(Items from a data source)
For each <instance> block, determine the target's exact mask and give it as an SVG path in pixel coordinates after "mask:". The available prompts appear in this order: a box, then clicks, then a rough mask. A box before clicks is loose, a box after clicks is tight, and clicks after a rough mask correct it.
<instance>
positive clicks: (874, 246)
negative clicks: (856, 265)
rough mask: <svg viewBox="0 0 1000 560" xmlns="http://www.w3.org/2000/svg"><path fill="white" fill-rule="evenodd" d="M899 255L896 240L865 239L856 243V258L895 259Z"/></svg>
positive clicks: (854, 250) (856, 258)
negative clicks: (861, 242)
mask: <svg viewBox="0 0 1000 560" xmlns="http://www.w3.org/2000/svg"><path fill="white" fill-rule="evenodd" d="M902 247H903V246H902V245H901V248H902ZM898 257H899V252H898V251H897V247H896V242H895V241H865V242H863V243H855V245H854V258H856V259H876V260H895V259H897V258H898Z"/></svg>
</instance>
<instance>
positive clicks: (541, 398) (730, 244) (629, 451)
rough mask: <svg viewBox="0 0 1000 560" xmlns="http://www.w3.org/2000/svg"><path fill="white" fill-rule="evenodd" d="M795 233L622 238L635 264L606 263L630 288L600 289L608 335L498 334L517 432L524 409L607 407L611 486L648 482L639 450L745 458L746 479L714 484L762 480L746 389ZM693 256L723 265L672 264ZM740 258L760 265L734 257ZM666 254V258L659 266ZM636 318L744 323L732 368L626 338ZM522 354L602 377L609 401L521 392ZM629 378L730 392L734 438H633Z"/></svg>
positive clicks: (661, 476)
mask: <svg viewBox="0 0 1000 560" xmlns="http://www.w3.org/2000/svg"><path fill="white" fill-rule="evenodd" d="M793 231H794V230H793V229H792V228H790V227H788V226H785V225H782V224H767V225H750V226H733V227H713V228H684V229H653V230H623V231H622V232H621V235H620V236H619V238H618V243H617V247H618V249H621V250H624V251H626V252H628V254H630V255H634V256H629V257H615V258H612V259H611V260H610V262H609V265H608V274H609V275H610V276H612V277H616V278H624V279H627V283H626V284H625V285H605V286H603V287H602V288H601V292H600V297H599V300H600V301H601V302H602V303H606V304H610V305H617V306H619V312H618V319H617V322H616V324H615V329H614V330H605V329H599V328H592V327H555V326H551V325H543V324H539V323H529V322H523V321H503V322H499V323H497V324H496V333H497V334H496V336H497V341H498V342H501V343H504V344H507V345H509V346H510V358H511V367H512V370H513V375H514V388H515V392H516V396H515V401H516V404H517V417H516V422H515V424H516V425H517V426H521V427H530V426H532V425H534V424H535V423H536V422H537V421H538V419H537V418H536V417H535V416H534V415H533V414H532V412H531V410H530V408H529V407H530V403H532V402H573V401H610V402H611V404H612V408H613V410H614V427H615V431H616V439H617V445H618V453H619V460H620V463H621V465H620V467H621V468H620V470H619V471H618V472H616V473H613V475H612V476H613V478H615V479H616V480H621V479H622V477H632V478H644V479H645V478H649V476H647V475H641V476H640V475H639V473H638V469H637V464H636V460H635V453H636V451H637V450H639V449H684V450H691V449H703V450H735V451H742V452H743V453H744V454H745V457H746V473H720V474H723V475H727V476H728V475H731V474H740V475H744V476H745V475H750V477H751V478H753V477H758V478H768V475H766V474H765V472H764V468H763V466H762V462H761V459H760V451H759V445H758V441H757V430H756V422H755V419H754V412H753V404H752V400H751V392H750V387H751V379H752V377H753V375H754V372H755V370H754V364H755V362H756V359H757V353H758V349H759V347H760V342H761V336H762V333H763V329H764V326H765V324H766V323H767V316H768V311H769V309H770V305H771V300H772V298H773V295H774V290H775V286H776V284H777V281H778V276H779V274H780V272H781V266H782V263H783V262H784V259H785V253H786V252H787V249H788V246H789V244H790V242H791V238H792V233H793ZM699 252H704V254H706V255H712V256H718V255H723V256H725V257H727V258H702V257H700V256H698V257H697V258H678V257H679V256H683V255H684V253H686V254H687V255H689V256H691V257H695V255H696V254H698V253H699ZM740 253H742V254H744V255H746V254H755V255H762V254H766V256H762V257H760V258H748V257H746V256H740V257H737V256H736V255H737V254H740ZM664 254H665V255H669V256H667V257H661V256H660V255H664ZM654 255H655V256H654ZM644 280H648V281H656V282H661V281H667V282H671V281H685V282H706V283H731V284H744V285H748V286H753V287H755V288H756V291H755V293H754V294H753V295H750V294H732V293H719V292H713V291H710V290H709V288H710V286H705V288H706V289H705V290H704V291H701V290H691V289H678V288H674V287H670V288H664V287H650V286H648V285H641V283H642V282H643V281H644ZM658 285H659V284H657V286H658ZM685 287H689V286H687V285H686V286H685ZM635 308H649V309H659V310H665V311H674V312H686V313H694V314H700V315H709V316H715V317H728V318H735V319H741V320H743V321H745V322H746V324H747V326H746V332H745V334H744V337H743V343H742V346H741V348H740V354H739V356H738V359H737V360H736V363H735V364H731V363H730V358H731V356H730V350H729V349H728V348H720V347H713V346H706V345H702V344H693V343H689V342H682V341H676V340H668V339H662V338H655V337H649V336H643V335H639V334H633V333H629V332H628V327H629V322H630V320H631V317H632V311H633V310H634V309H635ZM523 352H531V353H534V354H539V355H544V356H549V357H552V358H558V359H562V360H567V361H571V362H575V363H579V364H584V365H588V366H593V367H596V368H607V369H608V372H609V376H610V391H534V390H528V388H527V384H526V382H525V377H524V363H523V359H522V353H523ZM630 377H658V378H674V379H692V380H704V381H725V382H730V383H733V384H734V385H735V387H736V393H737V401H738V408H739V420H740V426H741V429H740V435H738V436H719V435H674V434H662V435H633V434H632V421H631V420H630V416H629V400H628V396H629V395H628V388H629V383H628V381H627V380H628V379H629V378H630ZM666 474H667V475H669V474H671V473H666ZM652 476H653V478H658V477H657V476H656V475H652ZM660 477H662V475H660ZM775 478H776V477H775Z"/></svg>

TASK:
Quote all of the entries verbatim.

RESULT OF THE EXERCISE:
For each <instance> block, determine the target's exact mask and give it as an SVG path in pixel coordinates after "mask:". The available prompts appear in this order: a box, then clicks, then a rough mask. A box before clicks is loose, a box after clicks is tight, and clicks after a rough mask correct it.
<instance>
positive clicks: (874, 246)
negative clicks: (856, 265)
rough mask: <svg viewBox="0 0 1000 560" xmlns="http://www.w3.org/2000/svg"><path fill="white" fill-rule="evenodd" d="M899 255L896 240L865 239L856 243V258L895 259Z"/></svg>
positive clicks: (854, 250) (856, 258)
negative clicks: (861, 242)
mask: <svg viewBox="0 0 1000 560" xmlns="http://www.w3.org/2000/svg"><path fill="white" fill-rule="evenodd" d="M902 247H903V246H902V245H901V248H902ZM898 257H899V252H898V251H897V247H896V242H895V241H865V242H863V243H855V245H854V258H856V259H876V260H895V259H897V258H898Z"/></svg>
</instance>
<instance>
positive clicks: (541, 398) (730, 244) (629, 451)
rough mask: <svg viewBox="0 0 1000 560" xmlns="http://www.w3.org/2000/svg"><path fill="white" fill-rule="evenodd" d="M795 233L622 238L635 264L606 263L630 288L600 289L608 335L498 334L517 432L524 409L607 407L611 486L648 482L639 450L745 458L746 479L714 484L762 480L746 389ZM693 256L723 265L672 264ZM740 258L760 265L734 257ZM666 254V258L659 266ZM636 318L744 323L732 368L626 338ZM522 354L602 377L609 401L521 392ZM629 378L730 392L734 438H633Z"/></svg>
positive clicks: (661, 476)
mask: <svg viewBox="0 0 1000 560" xmlns="http://www.w3.org/2000/svg"><path fill="white" fill-rule="evenodd" d="M793 231H794V230H793V229H792V228H790V227H788V226H785V225H782V224H767V225H750V226H733V227H713V228H684V229H653V230H623V231H622V232H621V235H620V236H619V238H618V243H617V247H618V249H621V250H624V251H626V252H628V254H630V255H634V256H629V257H615V258H612V259H611V260H610V262H609V265H608V274H609V275H610V276H612V277H616V278H624V279H627V283H626V284H625V285H605V286H603V287H602V288H601V292H600V297H599V300H600V301H601V302H602V303H606V304H610V305H617V306H619V312H618V319H617V322H616V324H615V329H614V330H605V329H599V328H592V327H555V326H551V325H543V324H539V323H529V322H523V321H503V322H499V323H497V324H496V333H497V334H496V336H497V341H498V342H501V343H504V344H507V345H509V346H510V358H511V367H512V370H513V375H514V388H515V392H516V396H515V401H516V404H517V417H516V422H515V424H516V425H517V426H521V427H530V426H532V425H534V424H535V423H536V422H537V421H538V419H537V418H536V417H535V416H534V415H533V414H532V412H531V410H530V408H529V407H530V403H532V402H573V401H610V402H611V404H612V408H613V410H614V427H615V431H616V439H617V445H618V453H619V460H620V463H621V465H620V467H621V468H620V470H619V471H618V472H616V473H613V475H612V476H613V478H615V479H616V480H621V479H622V477H632V478H644V479H645V478H649V476H647V475H641V476H640V475H639V473H638V469H637V464H636V460H635V453H636V451H637V450H639V449H684V450H691V449H703V450H735V451H742V452H743V453H744V454H745V457H746V473H720V474H723V475H727V476H728V475H731V474H740V475H744V476H745V475H750V477H751V478H753V477H758V478H768V475H766V474H765V472H764V468H763V466H762V462H761V459H760V451H759V445H758V441H757V430H756V422H755V419H754V412H753V404H752V400H751V392H750V387H751V379H752V377H753V375H754V372H755V370H754V364H755V362H756V359H757V353H758V349H759V347H760V342H761V336H762V333H763V329H764V326H765V324H766V323H767V316H768V311H769V309H770V305H771V300H772V298H773V295H774V290H775V286H776V284H777V281H778V276H779V274H780V272H781V266H782V263H783V262H784V259H785V253H786V252H787V249H788V246H789V244H790V242H791V238H792V233H793ZM699 252H704V254H706V255H712V256H718V255H723V256H725V257H727V258H702V257H700V256H698V257H697V258H678V257H679V256H683V255H684V253H686V254H687V255H689V256H691V257H695V255H696V254H698V253H699ZM740 253H742V254H744V255H746V254H755V255H762V254H766V256H762V257H760V258H748V257H746V256H740V257H737V256H736V255H737V254H740ZM664 254H665V255H669V256H667V257H661V256H660V255H664ZM654 255H655V256H654ZM644 280H648V281H656V282H661V281H667V282H671V281H685V282H706V283H731V284H744V285H748V286H753V287H755V288H756V291H755V293H754V294H753V295H750V294H732V293H719V292H713V291H710V290H709V288H710V286H705V288H706V289H705V290H704V291H701V290H691V289H678V288H674V287H670V288H664V287H650V286H648V285H641V283H642V282H643V281H644ZM658 285H659V284H657V286H658ZM685 287H689V286H687V285H686V286H685ZM635 308H649V309H659V310H665V311H674V312H686V313H694V314H700V315H709V316H715V317H728V318H735V319H741V320H743V321H745V322H746V324H747V326H746V332H745V334H744V337H743V343H742V346H741V348H740V354H739V356H738V359H737V360H736V363H735V364H731V363H730V358H731V356H730V350H729V349H728V348H720V347H713V346H706V345H702V344H693V343H689V342H682V341H676V340H668V339H662V338H655V337H649V336H643V335H639V334H633V333H629V332H628V327H629V322H630V320H631V317H632V311H633V310H634V309H635ZM523 352H531V353H534V354H539V355H544V356H549V357H552V358H558V359H562V360H567V361H571V362H575V363H579V364H584V365H588V366H593V367H596V368H607V369H608V372H609V376H610V391H534V390H528V388H527V384H526V382H525V377H524V363H523V359H522V353H523ZM630 377H658V378H674V379H692V380H704V381H725V382H730V383H733V384H734V385H735V387H736V393H737V401H738V408H739V420H740V426H741V429H740V435H738V436H719V435H674V434H662V435H633V434H632V421H631V420H630V416H629V400H628V396H629V395H628V388H629V383H628V381H627V380H628V379H629V378H630ZM666 474H667V475H669V474H671V473H666ZM652 476H653V478H658V477H657V476H656V475H652ZM660 477H662V475H660ZM775 478H776V477H775Z"/></svg>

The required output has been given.